# Raw records start
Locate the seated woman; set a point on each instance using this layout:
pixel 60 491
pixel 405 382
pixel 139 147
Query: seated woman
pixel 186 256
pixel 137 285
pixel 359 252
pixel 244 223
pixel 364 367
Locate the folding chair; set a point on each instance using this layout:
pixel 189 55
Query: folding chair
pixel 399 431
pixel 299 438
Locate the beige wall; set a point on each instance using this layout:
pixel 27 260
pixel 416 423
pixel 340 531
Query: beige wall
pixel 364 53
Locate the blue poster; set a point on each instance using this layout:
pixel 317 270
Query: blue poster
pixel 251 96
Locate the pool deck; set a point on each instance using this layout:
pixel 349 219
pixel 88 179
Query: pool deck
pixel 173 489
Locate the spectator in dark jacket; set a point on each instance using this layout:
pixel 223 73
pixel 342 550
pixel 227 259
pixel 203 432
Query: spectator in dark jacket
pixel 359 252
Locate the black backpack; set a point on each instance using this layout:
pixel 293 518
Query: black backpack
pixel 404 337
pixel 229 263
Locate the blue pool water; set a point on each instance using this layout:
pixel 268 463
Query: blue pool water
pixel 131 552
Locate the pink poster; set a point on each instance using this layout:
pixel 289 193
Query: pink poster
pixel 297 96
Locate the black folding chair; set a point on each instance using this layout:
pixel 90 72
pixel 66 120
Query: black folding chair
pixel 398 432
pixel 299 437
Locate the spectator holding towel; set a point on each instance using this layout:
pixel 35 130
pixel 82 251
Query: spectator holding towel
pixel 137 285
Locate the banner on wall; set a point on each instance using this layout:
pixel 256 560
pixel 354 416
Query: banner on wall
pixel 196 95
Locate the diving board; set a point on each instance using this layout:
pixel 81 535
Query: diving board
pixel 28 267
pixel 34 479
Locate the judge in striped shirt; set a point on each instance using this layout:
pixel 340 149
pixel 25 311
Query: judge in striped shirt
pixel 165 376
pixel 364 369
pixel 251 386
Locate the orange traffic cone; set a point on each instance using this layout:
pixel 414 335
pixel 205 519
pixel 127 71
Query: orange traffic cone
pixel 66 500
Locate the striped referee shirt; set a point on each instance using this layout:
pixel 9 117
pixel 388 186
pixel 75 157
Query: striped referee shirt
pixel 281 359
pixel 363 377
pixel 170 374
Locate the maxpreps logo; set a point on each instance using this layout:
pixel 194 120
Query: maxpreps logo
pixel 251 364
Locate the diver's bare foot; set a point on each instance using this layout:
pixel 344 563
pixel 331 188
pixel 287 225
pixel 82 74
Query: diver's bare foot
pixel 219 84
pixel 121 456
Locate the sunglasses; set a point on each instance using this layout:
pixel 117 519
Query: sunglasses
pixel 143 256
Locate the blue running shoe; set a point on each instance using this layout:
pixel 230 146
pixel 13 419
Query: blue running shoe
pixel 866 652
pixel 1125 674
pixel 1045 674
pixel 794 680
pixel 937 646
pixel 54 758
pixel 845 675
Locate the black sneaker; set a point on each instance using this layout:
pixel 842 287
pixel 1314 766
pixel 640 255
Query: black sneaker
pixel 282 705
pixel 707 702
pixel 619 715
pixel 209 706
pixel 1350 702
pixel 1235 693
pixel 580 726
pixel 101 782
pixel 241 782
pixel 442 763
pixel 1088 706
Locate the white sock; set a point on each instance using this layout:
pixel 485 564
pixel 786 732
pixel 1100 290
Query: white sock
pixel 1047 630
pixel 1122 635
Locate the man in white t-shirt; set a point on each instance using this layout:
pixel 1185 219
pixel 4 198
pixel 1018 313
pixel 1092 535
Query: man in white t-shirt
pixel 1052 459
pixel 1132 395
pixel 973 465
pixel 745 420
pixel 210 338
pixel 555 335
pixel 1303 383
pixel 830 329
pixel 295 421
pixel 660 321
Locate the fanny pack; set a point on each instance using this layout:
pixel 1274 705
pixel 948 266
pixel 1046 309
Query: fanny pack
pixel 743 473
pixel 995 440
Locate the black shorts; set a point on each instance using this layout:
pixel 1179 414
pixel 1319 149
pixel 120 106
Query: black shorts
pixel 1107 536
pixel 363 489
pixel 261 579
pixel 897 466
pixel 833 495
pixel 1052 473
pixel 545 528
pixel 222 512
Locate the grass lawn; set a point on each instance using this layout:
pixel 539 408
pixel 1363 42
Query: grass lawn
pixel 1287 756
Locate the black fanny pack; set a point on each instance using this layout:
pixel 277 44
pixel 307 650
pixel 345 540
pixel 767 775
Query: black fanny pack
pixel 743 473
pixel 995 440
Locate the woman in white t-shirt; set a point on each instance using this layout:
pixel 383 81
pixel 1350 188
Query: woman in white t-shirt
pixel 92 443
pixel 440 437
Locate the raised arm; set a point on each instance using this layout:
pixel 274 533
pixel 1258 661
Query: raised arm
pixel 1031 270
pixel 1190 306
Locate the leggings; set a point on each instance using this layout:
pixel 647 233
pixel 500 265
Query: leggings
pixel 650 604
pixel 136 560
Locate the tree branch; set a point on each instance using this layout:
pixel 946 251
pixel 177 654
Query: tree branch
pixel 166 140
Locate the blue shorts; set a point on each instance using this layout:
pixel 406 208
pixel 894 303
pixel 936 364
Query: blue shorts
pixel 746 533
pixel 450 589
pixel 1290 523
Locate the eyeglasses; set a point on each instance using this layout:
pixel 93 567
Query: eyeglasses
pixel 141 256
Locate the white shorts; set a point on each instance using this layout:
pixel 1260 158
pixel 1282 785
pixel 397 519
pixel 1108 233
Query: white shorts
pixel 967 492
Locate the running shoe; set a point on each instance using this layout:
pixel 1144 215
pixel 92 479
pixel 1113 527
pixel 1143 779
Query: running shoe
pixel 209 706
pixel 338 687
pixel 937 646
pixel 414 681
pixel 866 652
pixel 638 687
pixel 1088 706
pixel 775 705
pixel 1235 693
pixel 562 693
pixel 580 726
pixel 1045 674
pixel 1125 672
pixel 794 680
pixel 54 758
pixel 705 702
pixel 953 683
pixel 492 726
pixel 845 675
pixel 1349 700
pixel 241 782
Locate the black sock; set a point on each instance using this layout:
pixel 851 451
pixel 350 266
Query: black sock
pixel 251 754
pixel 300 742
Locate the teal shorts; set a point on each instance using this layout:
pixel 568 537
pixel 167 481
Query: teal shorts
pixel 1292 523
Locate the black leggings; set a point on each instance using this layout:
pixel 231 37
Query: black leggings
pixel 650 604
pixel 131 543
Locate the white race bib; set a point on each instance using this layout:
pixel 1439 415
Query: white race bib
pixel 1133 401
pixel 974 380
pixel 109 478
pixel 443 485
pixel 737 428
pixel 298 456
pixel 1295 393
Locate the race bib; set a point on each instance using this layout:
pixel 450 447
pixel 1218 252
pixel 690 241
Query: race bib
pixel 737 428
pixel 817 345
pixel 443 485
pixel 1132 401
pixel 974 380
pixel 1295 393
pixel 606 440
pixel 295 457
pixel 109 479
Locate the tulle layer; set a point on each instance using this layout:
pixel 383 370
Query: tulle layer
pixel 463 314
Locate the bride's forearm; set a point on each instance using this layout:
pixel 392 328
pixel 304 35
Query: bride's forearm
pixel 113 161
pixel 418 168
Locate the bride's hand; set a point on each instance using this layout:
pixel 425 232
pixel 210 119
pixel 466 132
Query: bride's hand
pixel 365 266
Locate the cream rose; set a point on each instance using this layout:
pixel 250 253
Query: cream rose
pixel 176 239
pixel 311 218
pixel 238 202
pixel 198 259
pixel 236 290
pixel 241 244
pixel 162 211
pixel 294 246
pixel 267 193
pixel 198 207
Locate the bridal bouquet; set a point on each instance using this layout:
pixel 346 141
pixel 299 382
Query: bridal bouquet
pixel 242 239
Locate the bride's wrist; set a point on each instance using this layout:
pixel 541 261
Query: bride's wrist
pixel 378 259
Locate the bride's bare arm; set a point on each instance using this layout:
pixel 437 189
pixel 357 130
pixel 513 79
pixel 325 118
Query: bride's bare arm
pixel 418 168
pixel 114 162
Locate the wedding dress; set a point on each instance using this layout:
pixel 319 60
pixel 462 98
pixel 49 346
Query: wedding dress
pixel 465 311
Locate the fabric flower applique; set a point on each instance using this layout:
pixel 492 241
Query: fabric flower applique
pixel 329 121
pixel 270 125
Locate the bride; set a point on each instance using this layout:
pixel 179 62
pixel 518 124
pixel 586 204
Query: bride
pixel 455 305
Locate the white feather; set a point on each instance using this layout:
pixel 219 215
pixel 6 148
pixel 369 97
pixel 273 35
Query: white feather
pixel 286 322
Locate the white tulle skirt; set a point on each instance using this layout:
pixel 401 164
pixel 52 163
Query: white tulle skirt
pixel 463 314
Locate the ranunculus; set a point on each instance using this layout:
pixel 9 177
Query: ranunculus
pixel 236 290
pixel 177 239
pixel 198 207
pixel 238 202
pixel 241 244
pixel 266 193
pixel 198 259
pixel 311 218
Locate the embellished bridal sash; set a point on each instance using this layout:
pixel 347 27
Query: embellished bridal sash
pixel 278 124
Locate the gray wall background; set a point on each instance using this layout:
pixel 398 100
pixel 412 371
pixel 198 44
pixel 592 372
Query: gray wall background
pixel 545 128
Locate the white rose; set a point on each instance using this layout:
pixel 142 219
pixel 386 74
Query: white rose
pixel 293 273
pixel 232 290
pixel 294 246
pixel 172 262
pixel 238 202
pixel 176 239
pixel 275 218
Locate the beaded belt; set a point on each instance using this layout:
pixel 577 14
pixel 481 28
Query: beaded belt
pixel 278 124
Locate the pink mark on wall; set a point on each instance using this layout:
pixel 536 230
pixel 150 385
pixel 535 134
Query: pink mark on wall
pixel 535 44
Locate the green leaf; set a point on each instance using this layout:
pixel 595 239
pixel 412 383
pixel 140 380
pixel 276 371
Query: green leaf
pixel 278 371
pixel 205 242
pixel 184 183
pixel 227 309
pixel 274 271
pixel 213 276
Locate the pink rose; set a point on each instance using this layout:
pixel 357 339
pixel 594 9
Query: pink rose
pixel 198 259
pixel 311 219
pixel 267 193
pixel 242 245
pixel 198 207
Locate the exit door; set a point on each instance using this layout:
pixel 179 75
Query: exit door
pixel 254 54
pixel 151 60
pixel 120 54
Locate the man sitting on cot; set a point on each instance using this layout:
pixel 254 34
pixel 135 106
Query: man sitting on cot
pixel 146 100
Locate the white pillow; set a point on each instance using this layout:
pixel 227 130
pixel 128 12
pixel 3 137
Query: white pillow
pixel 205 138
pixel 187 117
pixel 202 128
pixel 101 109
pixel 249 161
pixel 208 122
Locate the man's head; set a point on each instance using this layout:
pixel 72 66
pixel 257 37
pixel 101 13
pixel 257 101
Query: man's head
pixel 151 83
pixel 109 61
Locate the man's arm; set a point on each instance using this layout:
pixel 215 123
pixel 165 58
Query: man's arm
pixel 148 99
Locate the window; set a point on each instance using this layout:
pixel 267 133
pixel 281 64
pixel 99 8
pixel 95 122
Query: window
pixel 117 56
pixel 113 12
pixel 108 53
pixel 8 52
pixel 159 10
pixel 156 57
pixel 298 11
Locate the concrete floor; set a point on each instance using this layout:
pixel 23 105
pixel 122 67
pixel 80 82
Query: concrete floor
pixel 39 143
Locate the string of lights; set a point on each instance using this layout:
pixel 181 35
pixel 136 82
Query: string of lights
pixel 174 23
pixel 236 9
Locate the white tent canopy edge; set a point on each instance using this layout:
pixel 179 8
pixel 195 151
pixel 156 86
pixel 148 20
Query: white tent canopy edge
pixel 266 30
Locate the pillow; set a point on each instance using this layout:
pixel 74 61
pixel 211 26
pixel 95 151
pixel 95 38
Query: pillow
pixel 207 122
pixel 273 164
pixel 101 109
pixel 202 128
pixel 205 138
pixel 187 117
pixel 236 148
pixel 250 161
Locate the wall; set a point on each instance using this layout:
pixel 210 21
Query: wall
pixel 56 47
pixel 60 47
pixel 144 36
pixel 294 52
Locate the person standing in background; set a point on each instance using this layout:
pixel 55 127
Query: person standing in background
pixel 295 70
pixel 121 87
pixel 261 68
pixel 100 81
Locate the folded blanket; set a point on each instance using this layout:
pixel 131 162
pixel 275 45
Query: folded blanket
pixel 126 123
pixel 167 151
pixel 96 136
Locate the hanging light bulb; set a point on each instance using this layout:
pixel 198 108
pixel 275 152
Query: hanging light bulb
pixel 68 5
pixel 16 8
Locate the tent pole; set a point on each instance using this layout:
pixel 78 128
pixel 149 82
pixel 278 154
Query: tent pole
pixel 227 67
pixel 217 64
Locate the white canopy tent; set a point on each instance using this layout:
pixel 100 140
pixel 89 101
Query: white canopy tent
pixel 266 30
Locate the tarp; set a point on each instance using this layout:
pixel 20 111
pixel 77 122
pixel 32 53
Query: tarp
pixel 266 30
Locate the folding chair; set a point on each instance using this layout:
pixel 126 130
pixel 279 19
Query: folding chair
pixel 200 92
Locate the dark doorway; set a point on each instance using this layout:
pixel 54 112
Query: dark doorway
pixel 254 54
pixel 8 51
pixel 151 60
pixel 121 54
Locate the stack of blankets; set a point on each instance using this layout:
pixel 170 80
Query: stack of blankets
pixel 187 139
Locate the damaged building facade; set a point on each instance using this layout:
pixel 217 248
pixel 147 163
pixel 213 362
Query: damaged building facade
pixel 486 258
# Raw records end
• **The problem**:
Could you pull out the lines above, from the one holding "Locate the concrete" through the one holding "pixel 39 143", inclusive, and reproduce them word for word?

• **Output for this task**:
Locate the concrete floor; set a point on each instance using this layout:
pixel 23 105
pixel 122 67
pixel 80 82
Query: concrete floor
pixel 39 143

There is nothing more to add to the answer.